Entretanto, tudo foi planejado, não era uma turba enfurecida em ação na Esplanada; eram militantes políticos mobilizados de vários estados e orientados para provocar o caos, desestabilizar o governo empossado e promover uma intervenção militar para destituir o presidente Luiz Inácio Lula da Silva, legitimamente eleito.
O ex-ministro da Justiça Anderson Torres, que, ontem,
desembarcou no Brasil e está preso, tem muitas explicações a dar sobre o golpe
de Estado que estava em marcha e foi frustrado. A minuta de decreto para
instaurar o "estado de defesa na sede do Tribunal Superior Eleitoral
(TSE)" e mudar o resultado das eleições de 2022, que a Polícia Federal
(PF) encontrou na casa dele, era o elo que faltava entre os diversos fatos
ocorridos desde 30 de outubro, quando a Polícia Rodoviária Federal, sob sua
jurisdição, montou barreiras de fiscalização nas estradas para dificultar o
acesso de eleitores às seções de votação, e os fatos lastimáveis de domingo.
Nesse ínterim, houve o pedido de anulação
do segundo turno das eleições pelo PL, o quebra-quebra em Brasília no dia da
diplomação de Lula, o frustrado atentado a bomba nas imediações do Aeroporto JK
e tensão na troca de comando das Forças Armadas.
Anderson Torres não é um personagem
subalterno, embora não seja reconhecido como grande jurista, ao contrário de
outros ministros da Justiça que se prestaram ao papel de "legitimar"
golpes de Estado, como Francisco Campos, em 1937, que idealizou e redigiu a
Constituição outorgada por Getúlio Vargas em novembro daquele ano, a Polaca,
após o golpe do Estado Novo.

Registros:
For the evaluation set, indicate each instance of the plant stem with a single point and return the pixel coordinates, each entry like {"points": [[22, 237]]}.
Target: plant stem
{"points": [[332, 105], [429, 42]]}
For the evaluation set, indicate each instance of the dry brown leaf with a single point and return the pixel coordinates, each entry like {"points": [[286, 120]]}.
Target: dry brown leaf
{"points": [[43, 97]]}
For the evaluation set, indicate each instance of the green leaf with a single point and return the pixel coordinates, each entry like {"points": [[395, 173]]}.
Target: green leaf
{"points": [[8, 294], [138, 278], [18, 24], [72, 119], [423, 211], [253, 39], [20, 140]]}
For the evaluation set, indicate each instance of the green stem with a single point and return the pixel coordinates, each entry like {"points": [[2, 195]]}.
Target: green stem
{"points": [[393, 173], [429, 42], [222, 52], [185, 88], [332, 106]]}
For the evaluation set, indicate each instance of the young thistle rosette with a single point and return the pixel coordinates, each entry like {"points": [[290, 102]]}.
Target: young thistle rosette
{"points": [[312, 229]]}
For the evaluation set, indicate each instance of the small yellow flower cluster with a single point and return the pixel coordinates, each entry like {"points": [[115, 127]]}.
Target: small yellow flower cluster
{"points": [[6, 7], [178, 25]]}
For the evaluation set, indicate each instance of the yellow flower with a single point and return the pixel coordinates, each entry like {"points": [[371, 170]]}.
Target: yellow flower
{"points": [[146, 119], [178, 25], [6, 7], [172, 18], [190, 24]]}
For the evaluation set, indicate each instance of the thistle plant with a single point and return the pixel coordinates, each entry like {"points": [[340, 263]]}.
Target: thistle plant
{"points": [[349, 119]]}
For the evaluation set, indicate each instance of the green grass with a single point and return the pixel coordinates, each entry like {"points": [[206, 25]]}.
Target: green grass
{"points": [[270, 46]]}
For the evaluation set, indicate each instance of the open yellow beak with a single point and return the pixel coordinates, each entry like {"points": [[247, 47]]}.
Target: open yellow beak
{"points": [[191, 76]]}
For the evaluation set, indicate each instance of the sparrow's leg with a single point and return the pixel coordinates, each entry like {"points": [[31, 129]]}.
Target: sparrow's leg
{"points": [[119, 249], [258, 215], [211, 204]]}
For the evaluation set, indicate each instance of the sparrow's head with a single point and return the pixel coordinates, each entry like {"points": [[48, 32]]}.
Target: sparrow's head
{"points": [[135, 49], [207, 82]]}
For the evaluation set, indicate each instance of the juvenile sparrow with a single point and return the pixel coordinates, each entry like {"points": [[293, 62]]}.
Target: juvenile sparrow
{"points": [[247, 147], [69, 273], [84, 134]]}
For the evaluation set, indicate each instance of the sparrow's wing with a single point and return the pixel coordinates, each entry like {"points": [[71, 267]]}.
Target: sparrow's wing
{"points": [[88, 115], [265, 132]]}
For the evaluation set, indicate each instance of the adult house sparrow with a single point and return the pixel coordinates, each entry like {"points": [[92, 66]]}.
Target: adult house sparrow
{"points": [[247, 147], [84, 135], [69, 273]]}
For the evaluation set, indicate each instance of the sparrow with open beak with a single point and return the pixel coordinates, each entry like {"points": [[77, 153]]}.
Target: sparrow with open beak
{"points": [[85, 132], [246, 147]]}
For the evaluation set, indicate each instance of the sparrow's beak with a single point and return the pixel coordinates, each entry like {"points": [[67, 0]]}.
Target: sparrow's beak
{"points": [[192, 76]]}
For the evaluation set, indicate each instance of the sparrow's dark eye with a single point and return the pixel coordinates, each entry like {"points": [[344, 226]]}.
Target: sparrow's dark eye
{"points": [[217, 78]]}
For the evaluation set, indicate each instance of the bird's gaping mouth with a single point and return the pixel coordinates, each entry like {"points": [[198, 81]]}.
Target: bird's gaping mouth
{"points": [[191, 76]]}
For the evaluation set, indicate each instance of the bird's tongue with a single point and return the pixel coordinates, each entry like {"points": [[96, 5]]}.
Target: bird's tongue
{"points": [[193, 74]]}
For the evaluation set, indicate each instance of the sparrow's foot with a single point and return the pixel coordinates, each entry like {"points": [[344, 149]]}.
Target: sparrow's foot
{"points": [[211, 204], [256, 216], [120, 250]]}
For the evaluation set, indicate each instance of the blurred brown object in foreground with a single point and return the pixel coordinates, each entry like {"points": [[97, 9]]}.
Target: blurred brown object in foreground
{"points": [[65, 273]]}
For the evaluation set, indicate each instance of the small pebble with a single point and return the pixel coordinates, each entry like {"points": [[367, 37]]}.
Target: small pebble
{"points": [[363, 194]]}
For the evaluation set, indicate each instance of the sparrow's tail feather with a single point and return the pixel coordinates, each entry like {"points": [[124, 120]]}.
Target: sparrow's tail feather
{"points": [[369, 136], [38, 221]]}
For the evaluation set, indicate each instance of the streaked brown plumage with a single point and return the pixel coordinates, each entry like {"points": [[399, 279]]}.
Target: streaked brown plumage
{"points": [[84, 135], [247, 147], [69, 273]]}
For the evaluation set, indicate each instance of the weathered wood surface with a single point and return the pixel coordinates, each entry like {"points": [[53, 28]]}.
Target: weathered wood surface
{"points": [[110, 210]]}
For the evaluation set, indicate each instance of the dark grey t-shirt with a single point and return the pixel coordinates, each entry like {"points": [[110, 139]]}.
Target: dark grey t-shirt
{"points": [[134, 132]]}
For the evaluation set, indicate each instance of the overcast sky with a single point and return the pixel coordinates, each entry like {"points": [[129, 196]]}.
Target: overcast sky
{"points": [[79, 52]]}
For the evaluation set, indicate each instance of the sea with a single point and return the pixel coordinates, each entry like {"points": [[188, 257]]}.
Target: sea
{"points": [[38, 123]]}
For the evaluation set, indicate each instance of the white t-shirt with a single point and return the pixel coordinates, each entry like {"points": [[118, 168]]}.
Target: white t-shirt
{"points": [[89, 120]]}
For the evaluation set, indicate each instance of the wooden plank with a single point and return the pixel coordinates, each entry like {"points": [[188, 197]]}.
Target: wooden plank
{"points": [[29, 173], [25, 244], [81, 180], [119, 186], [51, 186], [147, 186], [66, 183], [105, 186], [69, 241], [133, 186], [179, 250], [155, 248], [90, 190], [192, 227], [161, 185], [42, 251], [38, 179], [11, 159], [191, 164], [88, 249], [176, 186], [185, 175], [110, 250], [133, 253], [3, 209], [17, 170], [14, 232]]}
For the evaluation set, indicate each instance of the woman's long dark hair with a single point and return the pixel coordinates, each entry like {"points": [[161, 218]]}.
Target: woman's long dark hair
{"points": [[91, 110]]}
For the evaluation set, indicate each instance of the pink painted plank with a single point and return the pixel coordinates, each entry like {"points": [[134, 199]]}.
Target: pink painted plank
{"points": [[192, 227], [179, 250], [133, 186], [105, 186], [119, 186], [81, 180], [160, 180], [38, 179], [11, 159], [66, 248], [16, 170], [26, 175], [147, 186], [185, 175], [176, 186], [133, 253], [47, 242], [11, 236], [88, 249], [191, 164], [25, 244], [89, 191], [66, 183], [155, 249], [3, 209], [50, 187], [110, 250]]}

Lista de tarefas:
**1)** Com base no texto sobre a tentativa de golpe, explique por que os atos na Esplanada não foram obra de uma turba enfurecida.
**2)** Transcreva do texto sobre a tentativa de golpe todo o trecho que vai desde "O ex-ministro da" até "das Forças Armadas.".
Os registros não são necessários para este trabalho.

Respostas das tarefas:
**1)** Não foram obra de uma turba enfurecida porque tudo foi planejado. Os participantes eram militantes políticos mobilizados de vários estados e orientados para provocar o caos, desestabilizar o governo empossado e promover uma intervenção militar que destituísse o presidente Luiz Inácio Lula da Silva, legitimamente eleito.

**2)**
O ex-ministro da Justiça Anderson Torres, que, ontem,
desembarcou no Brasil e está preso, tem muitas explicações a dar sobre o golpe
de Estado que estava em marcha e foi frustrado. A minuta de decreto para
instaurar o "estado de defesa na sede do Tribunal Superior Eleitoral
(TSE)" e mudar o resultado das eleições de 2022, que a Polícia Federal
(PF) encontrou na casa dele, era o elo que faltava entre os diversos fatos
ocorridos desde 30 de outubro, quando a Polícia Rodoviária Federal, sob sua
jurisdição, montou barreiras de fiscalização nas estradas para dificultar o
acesso de eleitores às seções de votação, e os fatos lastimáveis de domingo.
Nesse ínterim, houve o pedido de anulação
do segundo turno das eleições pelo PL, o quebra-quebra em Brasília no dia da
diplomação de Lula, o frustrado atentado a bomba nas imediações do Aeroporto JK
e tensão na troca de comando das Forças Armadas.